== DATA PROVIDED ==
###
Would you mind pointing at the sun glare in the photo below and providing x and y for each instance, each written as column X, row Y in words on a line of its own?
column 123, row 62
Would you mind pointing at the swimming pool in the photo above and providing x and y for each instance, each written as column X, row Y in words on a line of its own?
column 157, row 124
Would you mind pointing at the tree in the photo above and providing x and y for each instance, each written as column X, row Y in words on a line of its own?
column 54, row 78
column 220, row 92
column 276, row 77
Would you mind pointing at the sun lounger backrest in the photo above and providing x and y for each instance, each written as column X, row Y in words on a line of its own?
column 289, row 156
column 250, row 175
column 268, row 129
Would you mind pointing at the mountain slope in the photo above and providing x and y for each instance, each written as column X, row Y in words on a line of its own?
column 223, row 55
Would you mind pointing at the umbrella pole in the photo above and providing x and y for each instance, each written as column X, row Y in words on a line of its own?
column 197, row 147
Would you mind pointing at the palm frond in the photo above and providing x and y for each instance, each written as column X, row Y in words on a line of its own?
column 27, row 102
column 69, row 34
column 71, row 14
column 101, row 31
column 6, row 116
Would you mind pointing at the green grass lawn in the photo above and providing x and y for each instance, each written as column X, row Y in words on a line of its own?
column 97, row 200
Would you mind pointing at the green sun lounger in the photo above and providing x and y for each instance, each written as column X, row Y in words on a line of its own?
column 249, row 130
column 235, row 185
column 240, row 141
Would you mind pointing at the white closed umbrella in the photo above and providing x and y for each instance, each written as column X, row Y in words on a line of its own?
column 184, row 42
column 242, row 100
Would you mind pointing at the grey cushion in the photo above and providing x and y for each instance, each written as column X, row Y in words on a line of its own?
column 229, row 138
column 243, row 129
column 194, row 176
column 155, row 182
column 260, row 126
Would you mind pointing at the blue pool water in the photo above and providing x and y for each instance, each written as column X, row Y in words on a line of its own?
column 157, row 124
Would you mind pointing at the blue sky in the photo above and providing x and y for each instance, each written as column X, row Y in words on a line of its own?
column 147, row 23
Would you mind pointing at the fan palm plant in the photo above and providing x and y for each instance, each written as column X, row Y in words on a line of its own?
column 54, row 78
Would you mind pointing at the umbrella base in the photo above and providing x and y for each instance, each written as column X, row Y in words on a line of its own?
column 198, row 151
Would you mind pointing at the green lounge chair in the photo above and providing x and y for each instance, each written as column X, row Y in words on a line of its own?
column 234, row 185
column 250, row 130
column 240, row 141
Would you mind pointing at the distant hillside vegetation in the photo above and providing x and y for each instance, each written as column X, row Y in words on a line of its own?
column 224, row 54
###
== EXERCISE REQUIREMENTS ==
Return the lines of the records above word for word, starting with the line that contains "Would you mind pointing at the distant" and running through the end of the records, including both ends.

== THE OUTPUT ==
Would you mind pointing at the distant hillside vegetation in the photo above and providing x and y for each instance, each written as column X, row Y in words on a line of its own?
column 224, row 54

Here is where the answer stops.